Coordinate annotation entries
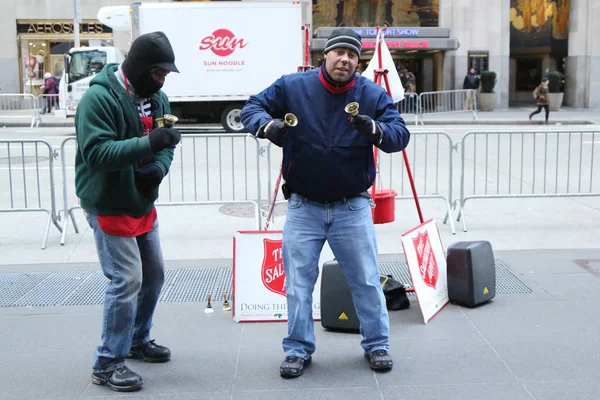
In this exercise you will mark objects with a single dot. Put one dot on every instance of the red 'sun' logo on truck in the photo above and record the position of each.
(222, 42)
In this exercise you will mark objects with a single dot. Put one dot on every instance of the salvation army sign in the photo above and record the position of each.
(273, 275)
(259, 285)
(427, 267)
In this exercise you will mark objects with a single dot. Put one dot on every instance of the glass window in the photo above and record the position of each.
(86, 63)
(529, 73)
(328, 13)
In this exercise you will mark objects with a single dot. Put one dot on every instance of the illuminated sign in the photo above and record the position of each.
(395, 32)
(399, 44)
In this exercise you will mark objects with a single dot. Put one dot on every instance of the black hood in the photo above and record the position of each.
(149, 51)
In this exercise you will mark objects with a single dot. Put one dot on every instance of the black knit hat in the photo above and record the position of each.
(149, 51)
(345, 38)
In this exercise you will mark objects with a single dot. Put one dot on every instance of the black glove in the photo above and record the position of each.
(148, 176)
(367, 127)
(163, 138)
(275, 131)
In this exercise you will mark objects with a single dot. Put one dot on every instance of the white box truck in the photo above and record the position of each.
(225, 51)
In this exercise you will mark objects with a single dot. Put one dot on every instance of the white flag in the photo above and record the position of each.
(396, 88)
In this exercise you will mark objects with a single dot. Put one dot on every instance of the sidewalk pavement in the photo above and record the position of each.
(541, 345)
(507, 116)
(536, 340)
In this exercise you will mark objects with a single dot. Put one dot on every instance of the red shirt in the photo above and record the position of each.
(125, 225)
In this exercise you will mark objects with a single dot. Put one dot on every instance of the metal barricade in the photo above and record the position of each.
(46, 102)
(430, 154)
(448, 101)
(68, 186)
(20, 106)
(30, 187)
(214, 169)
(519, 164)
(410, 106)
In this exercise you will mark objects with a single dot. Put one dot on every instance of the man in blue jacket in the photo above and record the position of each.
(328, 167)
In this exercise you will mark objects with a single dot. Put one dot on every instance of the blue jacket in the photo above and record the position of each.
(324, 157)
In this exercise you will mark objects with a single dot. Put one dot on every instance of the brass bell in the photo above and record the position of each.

> **What you need to do**
Rewrite the material above, changing every "single dot" to "single marker" and leaving everything else as it is. Omit the pictures.

> **Full solution**
In this exercise you will mark objects with a single marker. Put one dot on every instance of the red 'sun' logo on truck in the photo above and record the position of each.
(222, 42)
In this exercise you will mark objects with a single marker. Put one dot on every instance of the salvation army sign in the photo above and record the position of each.
(273, 275)
(259, 285)
(427, 267)
In this exercise you will mark objects with a single marker. Put one dot on every instance of the glass window in the photo above and record the position of each.
(86, 63)
(529, 73)
(328, 13)
In this exercise you will mark objects with a single marker. Put one dot on every instance of the illuminated sign in the photo above and record the position of each.
(395, 32)
(399, 44)
In this exercise you will mark objects with a single marker. Put one dot on every instance of the black hood in the photo above and record the position of each.
(149, 51)
In this exercise you will mark objects with a single marker. Put one dot on every instance of the black knit hat in the photo above and record the position of each.
(149, 51)
(345, 38)
In this exercise you will mark objects with a single marker. Put one dot on every instance of the black glove in the photo above and record the position of each.
(148, 176)
(367, 127)
(163, 138)
(275, 131)
In this exercise you will mark objects with a single marker. Put one dot on every instance of the white box truck in the photo above and record the position of each.
(225, 51)
In this exercise you will mark objects with a single marker. Put one dot on every instance of the white flag in the photo above and record the position of each.
(396, 88)
In this exercise you will mark objects with a single marker. Put one dot on every instance of the sidewalk pavement in the photo above and record the position of each.
(541, 345)
(507, 116)
(536, 340)
In this exercise you will mark objects with a single marker. Put one dot on every instance of the red shirt in the photo above and record the position of each.
(125, 225)
In this exercise you will mark objects with a single marker. Put one dot on every instance of the metal barricade in the photo above and record the position of each.
(46, 102)
(430, 154)
(448, 101)
(68, 186)
(20, 106)
(30, 187)
(214, 169)
(519, 164)
(410, 106)
In this exercise you will mark objects with a single marker. Put one dot on every instance of the man in blue jacket in the photo above and record the position of each.
(328, 167)
In this exercise you will mark objects with a single marker. Put one dot on every instance of the blue jacket in the photo above and record the position of each.
(324, 157)
In this exercise you will mark objects with a single marker. Put one dot on every instance of the brass bell in the photo above and record the position of each.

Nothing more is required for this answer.